• EXTRAIT DU TEXTE
┄┄┄┄┄┄

Le mythe de l'avion «espion» propagé par les médias ne résiste pas à l'analyse
9 avril 2001
lors que les médias rivalisent de superlatifs pour qualifier l'avion américain retenu en Chine, dans une atmosphère digne d'un roman d'espionnage, une recherche sur le Web permet de redonner à l'affaire ses dimensions réelles. Nostalgiques s'abstenir.
Lire et écouter benoîtement les médias traditionnels, ces derniers jours, aurait fait croire au remake de l'affaire Powers et de son avion U-2 abattu en 1960 au-dessus des Soviets. Ainsi donc, un avion dit « espion » a été contraint d'atterrir en territoire chinois après un accrochage ; « joyau unique » du renseignement américain, cet appareil constituerait un « laboratoire de récolte et d'analyse d'informations stratégiques » grâce à des équipements « ultra perfectionnés » et « toujours classifiés » qui en font « une merveille technologique ».
«... cet engin a pour mission de fournir en temps réel une image de la menace militaire à un commandant de théâtre d'opérations.»

┄┄┄┄┄┄

• TRAVAIL À FAIRE
[1] Recopiez le passage du texte sur l'avion américain retenu en Chine qui va de « Le mythe de » jusqu'à « réelles. Nostalgiques s'abstenir. ».
[2] Dans le texte sur l'avion américain retenu en Chine, relevez toutes les expressions placées entre guillemets dans le paragraphe qui commence par « Lire et écouter benoîtement ».

• LIGNES FOURNIES
┄┄┄┄┄┄

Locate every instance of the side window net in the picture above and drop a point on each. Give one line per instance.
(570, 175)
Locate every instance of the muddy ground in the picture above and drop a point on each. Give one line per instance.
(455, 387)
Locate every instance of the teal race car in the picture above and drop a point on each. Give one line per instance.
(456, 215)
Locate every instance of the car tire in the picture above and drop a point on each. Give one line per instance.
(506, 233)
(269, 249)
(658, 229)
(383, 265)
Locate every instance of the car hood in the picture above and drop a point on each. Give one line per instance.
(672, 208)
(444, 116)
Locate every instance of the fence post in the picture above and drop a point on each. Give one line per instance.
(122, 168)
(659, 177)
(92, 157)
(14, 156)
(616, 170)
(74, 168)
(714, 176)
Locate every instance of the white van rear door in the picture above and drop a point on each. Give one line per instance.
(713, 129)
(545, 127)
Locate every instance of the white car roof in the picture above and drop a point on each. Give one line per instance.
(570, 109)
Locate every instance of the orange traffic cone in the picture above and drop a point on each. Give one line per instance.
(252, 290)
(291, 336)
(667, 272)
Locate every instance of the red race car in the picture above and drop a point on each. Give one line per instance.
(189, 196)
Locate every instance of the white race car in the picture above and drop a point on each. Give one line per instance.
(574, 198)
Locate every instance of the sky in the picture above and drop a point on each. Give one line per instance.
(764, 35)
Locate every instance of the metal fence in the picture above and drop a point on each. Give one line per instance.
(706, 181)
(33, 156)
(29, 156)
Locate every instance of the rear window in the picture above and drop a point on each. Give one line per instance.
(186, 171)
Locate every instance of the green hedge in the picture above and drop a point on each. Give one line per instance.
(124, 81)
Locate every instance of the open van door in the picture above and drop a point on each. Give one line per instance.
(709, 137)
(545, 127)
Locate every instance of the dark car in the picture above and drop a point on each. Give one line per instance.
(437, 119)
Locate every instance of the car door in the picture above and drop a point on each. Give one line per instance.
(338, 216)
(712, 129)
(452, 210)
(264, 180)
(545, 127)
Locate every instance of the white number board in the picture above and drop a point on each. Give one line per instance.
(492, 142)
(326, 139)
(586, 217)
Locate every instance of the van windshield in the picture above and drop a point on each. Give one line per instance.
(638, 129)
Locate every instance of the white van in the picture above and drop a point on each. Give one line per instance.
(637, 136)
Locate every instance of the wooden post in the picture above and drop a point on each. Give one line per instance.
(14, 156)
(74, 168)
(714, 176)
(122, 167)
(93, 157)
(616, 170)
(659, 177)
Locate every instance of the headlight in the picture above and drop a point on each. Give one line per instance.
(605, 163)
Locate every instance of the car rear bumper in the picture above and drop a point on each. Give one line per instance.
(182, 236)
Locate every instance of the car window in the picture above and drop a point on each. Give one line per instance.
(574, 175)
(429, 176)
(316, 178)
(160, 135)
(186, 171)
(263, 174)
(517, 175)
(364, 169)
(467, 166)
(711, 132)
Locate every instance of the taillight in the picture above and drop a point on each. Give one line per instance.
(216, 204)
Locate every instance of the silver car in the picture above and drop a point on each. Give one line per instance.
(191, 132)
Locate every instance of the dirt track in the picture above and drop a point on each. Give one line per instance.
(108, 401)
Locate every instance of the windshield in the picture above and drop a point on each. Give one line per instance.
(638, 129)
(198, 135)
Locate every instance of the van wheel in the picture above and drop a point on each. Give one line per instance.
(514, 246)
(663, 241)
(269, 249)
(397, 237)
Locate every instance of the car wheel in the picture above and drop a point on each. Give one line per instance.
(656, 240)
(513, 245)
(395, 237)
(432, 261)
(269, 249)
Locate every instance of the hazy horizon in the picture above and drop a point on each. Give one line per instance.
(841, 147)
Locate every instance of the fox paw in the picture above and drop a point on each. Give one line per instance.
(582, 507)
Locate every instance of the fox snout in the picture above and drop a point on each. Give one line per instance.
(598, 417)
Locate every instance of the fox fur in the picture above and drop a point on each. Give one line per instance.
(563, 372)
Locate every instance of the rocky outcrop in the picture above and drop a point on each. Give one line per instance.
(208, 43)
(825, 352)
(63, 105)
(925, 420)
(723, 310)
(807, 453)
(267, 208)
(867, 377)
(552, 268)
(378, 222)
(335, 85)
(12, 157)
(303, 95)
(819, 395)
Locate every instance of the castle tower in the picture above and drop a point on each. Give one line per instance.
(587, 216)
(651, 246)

┄┄┄┄┄┄

• RÉPONSES
[1]
Le mythe de l'avion «espion» propagé par les médias ne résiste pas à l'analyse
9 avril 2001
lors que les médias rivalisent de superlatifs pour qualifier l'avion américain retenu en Chine, dans une atmosphère digne d'un roman d'espionnage, une recherche sur le Web permet de redonner à l'affaire ses dimensions réelles. Nostalgiques s'abstenir.

[2]
« espion »
« joyau unique »
« laboratoire de récolte et d'analyse d'informations stratégiques »
« ultra perfectionnés »
« toujours classifiés »
« une merveille technologique »